**Written tasks**
(a) In the dado set thread, what price did LeonardS pay for the Freud S208 set?
(b) Rewrite the part of the dado set thread between "Cheap sets (and" and "the good one.", inclusive, substituting "low-powered" for "underpowered".

Totally agree with quote above. Freud stacking dado well worth it, much better than wobble dado blades.


----------



## DirtyLittleSecret (Sep 10, 2014)

X3 on the Freud. Bought mine for ~$50 via Amazon on sale. Has worked flawlessly. The wobble blades are tempting but can attest to them "ripping" and creating a mess. Buy quality once and youll forget the cost.


----------



## psfred (Jul 16, 2011)

Cheap sets (and I have a few) are a pain. The only advantage to them is the two chipper sets are easier on an underpowered saw. However, they will be badly sharpened, the blades will all cut different depths, and by the time you pay someone to sharpen them (if the bores on the blades aren't off sized), you will have paid for the good one.

My next shop purchase will be a good dado set.

the Olshun two chipper set isn't terrible if you are short on power, but otherwise, get a good one.

Peter


----------



## TomG (Jul 26, 2014)

Keep your eye out on eBay. I bought a brand new CMT 8" 24t stack for considerably less than retail. It cuts about as smooth of dado as possible.


----------



## LeonardS (Mar 13, 2012)

I bit the bullet and ordered the Freud S208 set on Amazon for $91.98. It didn't hurt that bad!


----------



## KenNashua (Jan 31, 2015)

That's the set I have and works fine. The 8" saves quite a bit of cash over the 10" as long as you don't need to make really deep cuts (which we don't for hives).


----------



## TomG (Jul 26, 2014)

KenNashua said:


> That's the set I have and works fine. The 8" saves quite a bit of cash over the 10" as long as you don't need to make really deep cuts (which we don't for hives).


Not many hobby table saws cant run a 10" dado stack. I have an 8" and even considered getting a 6".


----------



## psfred (Jul 16, 2011)

I would never try a 10" dado set on my saw, even with a 2 hp motor. You need a 3 horse or better 220V saw for that. Takes a huge amount of power to cut a 13/16" slot half an inch deep in end grain, even in soft wood (or perhaps especially in soft wood). I get terrible burning problems if I cut more than about an quarter inch at a time.

If you have less than 2hp, I recommend a two chipper dado, they are easier on the motor. They don't cut as well, but they won't burn so badly and won't smoke the motor.

Peter


----------



## Cleo C. Hogan Jr (Feb 27, 2010)

Before you buy, be sure to verify how high your blade stack will rise. If you use a sled to cut box joints, the 6 inch sets on some saws will not work. The blade will not come high enough. Raise your blade to highest depth of cut and make sure it will still cut 3/4 inch. 

cchoganjr


----------



## Michael B (Feb 6, 2010)

**Given information**
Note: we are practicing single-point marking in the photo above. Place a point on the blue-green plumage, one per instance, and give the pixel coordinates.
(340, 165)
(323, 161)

**Answer set**
(a) $91.98, on Amazon.

(b)
Cheap sets (and I have a few) are a pain. The only advantage to them is the two chipper sets are easier on an low-powered saw. However, they will be badly sharpened, the blades will all cut different depths, and by the time you pay someone to sharpen them (if the bores on the blades aren't off sized), you will have paid for the good one.